Objective: Swap "bare soil patch" for "patch of bare earth" throughout the records below, and leave everything else the same.

Dataset entries:
>> Begin

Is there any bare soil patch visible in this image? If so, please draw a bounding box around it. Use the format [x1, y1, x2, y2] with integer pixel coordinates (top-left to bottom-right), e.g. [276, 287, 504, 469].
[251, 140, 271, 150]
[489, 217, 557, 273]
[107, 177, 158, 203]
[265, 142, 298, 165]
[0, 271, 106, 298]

>> End

Output of the task:
Is there any patch of bare earth visible in this image? If so, please draw a bounding box around it. Use the format [x1, y1, x2, y2] with integer pixel coordinates (top-left to bottom-right), e.g. [276, 287, 504, 469].
[251, 140, 271, 150]
[489, 217, 557, 273]
[107, 177, 158, 203]
[265, 142, 298, 165]
[0, 271, 106, 298]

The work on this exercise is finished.